## TASK STATEMENT
Reproduce the material below word for word, keeping every line as it appears.
BEGIN EXTRACTED MATERIAL
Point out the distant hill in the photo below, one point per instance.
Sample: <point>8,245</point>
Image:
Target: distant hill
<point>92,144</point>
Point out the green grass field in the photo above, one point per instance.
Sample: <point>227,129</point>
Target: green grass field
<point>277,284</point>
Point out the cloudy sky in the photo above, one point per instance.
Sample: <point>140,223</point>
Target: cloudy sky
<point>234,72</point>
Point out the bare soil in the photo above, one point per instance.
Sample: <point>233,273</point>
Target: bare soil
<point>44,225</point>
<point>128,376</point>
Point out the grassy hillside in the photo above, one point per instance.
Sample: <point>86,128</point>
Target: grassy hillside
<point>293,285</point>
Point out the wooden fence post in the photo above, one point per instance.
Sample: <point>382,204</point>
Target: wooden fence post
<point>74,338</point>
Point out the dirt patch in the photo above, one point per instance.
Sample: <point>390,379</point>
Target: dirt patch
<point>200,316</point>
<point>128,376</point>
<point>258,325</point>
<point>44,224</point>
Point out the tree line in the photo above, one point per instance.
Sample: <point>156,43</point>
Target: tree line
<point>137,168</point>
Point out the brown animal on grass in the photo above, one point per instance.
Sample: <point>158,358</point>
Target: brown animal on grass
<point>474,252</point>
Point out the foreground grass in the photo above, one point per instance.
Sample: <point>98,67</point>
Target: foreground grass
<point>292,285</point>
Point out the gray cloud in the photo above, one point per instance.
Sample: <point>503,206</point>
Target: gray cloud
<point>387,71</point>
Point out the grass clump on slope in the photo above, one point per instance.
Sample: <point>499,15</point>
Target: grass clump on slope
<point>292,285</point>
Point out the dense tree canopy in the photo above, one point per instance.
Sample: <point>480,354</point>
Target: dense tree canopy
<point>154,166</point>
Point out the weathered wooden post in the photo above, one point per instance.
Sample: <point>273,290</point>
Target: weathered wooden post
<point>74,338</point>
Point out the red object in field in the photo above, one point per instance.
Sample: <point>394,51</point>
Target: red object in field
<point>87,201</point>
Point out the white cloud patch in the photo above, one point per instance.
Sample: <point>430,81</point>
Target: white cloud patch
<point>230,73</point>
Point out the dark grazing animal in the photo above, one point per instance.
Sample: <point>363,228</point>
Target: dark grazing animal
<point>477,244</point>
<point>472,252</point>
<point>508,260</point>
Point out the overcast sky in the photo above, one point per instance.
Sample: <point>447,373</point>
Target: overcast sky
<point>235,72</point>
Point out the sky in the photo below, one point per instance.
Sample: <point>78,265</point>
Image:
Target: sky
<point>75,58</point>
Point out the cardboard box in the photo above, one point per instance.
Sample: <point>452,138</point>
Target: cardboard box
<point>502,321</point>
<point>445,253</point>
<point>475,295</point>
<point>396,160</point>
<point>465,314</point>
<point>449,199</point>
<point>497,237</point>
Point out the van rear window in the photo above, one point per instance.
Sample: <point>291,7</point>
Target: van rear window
END EXTRACTED MATERIAL
## FINAL ANSWER
Point out the distant hill in the photo below, one point per instance.
Sample: <point>8,245</point>
Image:
Target: distant hill
<point>92,144</point>
Point out the green grass field in the photo above, one point per instance.
Sample: <point>227,129</point>
Target: green grass field
<point>277,284</point>
Point out the cloudy sky in the photo above, one point per instance.
Sample: <point>140,223</point>
Target: cloudy sky
<point>234,72</point>
Point out the bare soil in the photo above, one point per instance.
Sample: <point>233,273</point>
Target: bare soil
<point>44,225</point>
<point>128,376</point>
Point out the grassy hillside in the photo above, one point per instance.
Sample: <point>86,128</point>
Target: grassy hillside
<point>293,285</point>
Point out the wooden fence post in the photo above, one point per instance.
Sample: <point>382,204</point>
Target: wooden fence post
<point>74,338</point>
Point out the dirt patch in the photo above, one point per instance.
Sample: <point>390,379</point>
Target: dirt patch
<point>200,316</point>
<point>128,376</point>
<point>258,325</point>
<point>44,224</point>
Point out the tree line in the photo above, one point per instance.
Sample: <point>156,43</point>
Target: tree line
<point>137,168</point>
Point out the brown animal on grass in the photo above, one point per instance.
Sample: <point>158,358</point>
Target: brown animal on grass
<point>474,252</point>
Point out the foreground grass in the photo above, one point per instance.
Sample: <point>98,67</point>
Target: foreground grass
<point>292,285</point>
Point out the gray cloud in the photo above, one point per instance.
Sample: <point>503,206</point>
Target: gray cloud
<point>387,71</point>
Point out the grass clump on slope in the photo above, one point per instance.
Sample: <point>499,15</point>
Target: grass clump on slope
<point>292,285</point>
Point out the dense tree canopy in the photo above, one point per instance.
Sample: <point>480,354</point>
Target: dense tree canopy
<point>154,166</point>
Point out the weathered wooden post in the photo above, one point per instance.
Sample: <point>273,290</point>
Target: weathered wooden post
<point>74,338</point>
Point out the red object in field in the photo above, one point per instance.
Sample: <point>394,51</point>
Target: red object in field
<point>87,201</point>
Point out the white cloud patch in the photo above, one point per instance.
Sample: <point>430,81</point>
Target: white cloud patch
<point>230,73</point>
Point out the dark grazing animal in the photo above, one point per instance.
Sample: <point>363,228</point>
Target: dark grazing animal
<point>477,244</point>
<point>472,252</point>
<point>508,260</point>
Point out the overcast sky in the photo above, one point per instance.
Sample: <point>447,373</point>
Target: overcast sky
<point>235,72</point>
Point out the sky in the photo below, one point per instance.
Sample: <point>78,265</point>
Image:
Target: sky
<point>75,58</point>
Point out the cardboard box in the photo above, one point per instance.
Sample: <point>452,138</point>
Target: cardboard box
<point>502,321</point>
<point>445,253</point>
<point>475,295</point>
<point>396,160</point>
<point>465,314</point>
<point>449,199</point>
<point>497,237</point>
Point out the van rear window in the photo above, one point per instance.
Sample: <point>291,7</point>
Target: van rear window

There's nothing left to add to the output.